REQUIRED TASK:
Copy the full listing below without changing a single character.

--- START ---

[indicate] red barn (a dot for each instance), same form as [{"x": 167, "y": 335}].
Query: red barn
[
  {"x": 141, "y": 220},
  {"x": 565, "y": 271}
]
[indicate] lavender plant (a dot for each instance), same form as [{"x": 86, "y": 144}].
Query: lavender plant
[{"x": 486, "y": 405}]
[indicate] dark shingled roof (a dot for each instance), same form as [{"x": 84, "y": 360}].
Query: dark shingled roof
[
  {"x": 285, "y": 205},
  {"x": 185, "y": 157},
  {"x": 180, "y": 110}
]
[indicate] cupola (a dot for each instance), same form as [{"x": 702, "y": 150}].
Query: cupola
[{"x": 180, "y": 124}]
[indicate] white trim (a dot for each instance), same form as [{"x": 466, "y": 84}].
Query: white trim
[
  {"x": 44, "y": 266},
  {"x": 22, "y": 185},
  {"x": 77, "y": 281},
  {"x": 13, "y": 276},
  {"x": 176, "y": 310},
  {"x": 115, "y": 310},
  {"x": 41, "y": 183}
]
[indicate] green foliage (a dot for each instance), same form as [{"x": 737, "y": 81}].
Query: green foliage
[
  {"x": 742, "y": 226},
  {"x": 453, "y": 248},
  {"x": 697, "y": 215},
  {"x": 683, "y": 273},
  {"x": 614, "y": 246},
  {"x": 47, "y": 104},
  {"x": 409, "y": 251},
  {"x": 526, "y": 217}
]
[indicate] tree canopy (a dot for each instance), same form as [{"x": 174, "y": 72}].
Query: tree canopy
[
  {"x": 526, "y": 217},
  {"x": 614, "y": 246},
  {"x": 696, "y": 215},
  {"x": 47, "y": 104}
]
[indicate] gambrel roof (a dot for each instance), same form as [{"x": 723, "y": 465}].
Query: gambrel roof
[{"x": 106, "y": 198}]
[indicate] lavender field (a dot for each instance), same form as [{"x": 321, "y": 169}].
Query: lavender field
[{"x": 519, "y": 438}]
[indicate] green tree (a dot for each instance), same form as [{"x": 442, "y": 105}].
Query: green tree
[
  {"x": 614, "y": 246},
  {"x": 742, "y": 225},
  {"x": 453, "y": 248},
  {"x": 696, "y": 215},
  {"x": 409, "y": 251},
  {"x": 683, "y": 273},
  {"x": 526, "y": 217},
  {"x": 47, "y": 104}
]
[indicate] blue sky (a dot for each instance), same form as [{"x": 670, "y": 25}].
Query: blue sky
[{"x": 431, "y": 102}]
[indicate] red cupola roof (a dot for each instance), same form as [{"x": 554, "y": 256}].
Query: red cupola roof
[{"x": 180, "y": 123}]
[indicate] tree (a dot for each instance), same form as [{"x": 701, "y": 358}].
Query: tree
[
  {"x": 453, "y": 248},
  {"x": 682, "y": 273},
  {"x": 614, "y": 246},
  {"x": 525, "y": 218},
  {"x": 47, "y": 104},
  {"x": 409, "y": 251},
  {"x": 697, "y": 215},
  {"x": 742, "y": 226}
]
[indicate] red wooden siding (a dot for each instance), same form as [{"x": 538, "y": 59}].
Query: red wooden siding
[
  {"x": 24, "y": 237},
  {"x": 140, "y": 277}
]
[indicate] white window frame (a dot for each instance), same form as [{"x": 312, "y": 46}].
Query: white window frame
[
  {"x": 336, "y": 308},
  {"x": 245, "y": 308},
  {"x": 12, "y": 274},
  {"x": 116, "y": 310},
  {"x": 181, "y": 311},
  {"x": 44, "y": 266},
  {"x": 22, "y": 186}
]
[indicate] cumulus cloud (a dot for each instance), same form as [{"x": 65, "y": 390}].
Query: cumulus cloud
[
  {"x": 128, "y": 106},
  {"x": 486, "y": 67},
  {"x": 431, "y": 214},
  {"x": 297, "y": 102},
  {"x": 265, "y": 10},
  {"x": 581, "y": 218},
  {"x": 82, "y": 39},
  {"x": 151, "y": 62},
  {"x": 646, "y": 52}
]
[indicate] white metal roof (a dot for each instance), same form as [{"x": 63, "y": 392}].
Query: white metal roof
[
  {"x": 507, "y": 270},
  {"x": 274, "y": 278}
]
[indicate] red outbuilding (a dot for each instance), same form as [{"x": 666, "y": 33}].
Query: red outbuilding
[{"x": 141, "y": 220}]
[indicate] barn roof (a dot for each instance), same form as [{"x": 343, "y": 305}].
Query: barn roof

--- END ---

SOLUTION TO THE EXERCISE:
[indicate] red barn (a dot for each instance), same form as [{"x": 167, "y": 335}].
Query: red barn
[
  {"x": 141, "y": 220},
  {"x": 565, "y": 271}
]
[indicate] lavender plant (a dot for each instance), same form as [{"x": 86, "y": 144}].
Query: lavender plant
[{"x": 486, "y": 405}]
[indicate] dark shingled roof (a dot for each instance), same form as [{"x": 84, "y": 360}].
Query: dark shingled roof
[
  {"x": 285, "y": 205},
  {"x": 185, "y": 157},
  {"x": 180, "y": 110}
]
[indicate] cupola (a dot for each instance), same form as [{"x": 702, "y": 150}].
Query: cupola
[{"x": 180, "y": 124}]
[indicate] white trim (a dot for each instance), same form as [{"x": 466, "y": 84}].
Query: white trim
[
  {"x": 44, "y": 266},
  {"x": 22, "y": 185},
  {"x": 77, "y": 281},
  {"x": 13, "y": 276},
  {"x": 176, "y": 310},
  {"x": 115, "y": 310},
  {"x": 41, "y": 183}
]
[indicate] green foliage (a dot for each instance), same form as [{"x": 737, "y": 81}].
Query: green foliage
[
  {"x": 742, "y": 226},
  {"x": 453, "y": 248},
  {"x": 697, "y": 215},
  {"x": 683, "y": 273},
  {"x": 614, "y": 246},
  {"x": 47, "y": 104},
  {"x": 409, "y": 251},
  {"x": 526, "y": 217}
]
[indicate] tree canopy (a dot for each instance), same form as [{"x": 174, "y": 72}].
Query: tree canopy
[
  {"x": 526, "y": 217},
  {"x": 614, "y": 246},
  {"x": 696, "y": 215},
  {"x": 47, "y": 104}
]
[indicate] gambrel roof (a dot for each instance), same form as [{"x": 723, "y": 465}].
Query: gambrel roof
[{"x": 106, "y": 198}]
[indicate] lavender field (a dot for each instance), same form as [{"x": 321, "y": 169}].
Query: lavender field
[{"x": 519, "y": 438}]
[indicate] green tree (a dot for each instance), same form as [{"x": 442, "y": 105}].
Query: green tree
[
  {"x": 614, "y": 246},
  {"x": 742, "y": 225},
  {"x": 453, "y": 248},
  {"x": 696, "y": 215},
  {"x": 409, "y": 251},
  {"x": 683, "y": 273},
  {"x": 526, "y": 217},
  {"x": 47, "y": 104}
]
[indicate] blue sky (a dot for each instance), same form as [{"x": 670, "y": 25}].
Query: blue sky
[{"x": 431, "y": 102}]
[indicate] red cupola roof (a dot for each instance), same form as [{"x": 554, "y": 256}].
Query: red cupola roof
[{"x": 180, "y": 123}]
[indicate] tree (a dot for each instance), same form as [{"x": 701, "y": 358}].
Query: tree
[
  {"x": 453, "y": 248},
  {"x": 682, "y": 273},
  {"x": 614, "y": 246},
  {"x": 525, "y": 218},
  {"x": 47, "y": 104},
  {"x": 409, "y": 251},
  {"x": 697, "y": 215},
  {"x": 742, "y": 226}
]
[indicate] red wooden siding (a dot for each instance), same form as [{"x": 538, "y": 59}].
Query: red wooden siding
[
  {"x": 24, "y": 237},
  {"x": 140, "y": 277}
]
[indicate] white window frame (a dot for each instance), same form as [{"x": 312, "y": 46}].
Query: white window frame
[
  {"x": 336, "y": 308},
  {"x": 245, "y": 308},
  {"x": 12, "y": 274},
  {"x": 116, "y": 310},
  {"x": 181, "y": 311},
  {"x": 44, "y": 266},
  {"x": 22, "y": 186}
]
[indicate] cumulus cloud (a dot for each instance), same form as [{"x": 65, "y": 390}].
Query: cumulus cloud
[
  {"x": 128, "y": 106},
  {"x": 486, "y": 67},
  {"x": 431, "y": 214},
  {"x": 297, "y": 102},
  {"x": 265, "y": 10},
  {"x": 581, "y": 218},
  {"x": 82, "y": 39},
  {"x": 151, "y": 62},
  {"x": 646, "y": 52}
]
[indicate] white metal roof (a dot for each instance), same form as [{"x": 63, "y": 392}].
Query: white metal roof
[
  {"x": 507, "y": 270},
  {"x": 274, "y": 278}
]
[indicate] red outbuilding (a dot for each instance), same form as [{"x": 666, "y": 33}].
Query: red outbuilding
[{"x": 141, "y": 220}]
[indicate] barn roof (a dot for each instance), same form as [{"x": 343, "y": 305}].
Query: barn roof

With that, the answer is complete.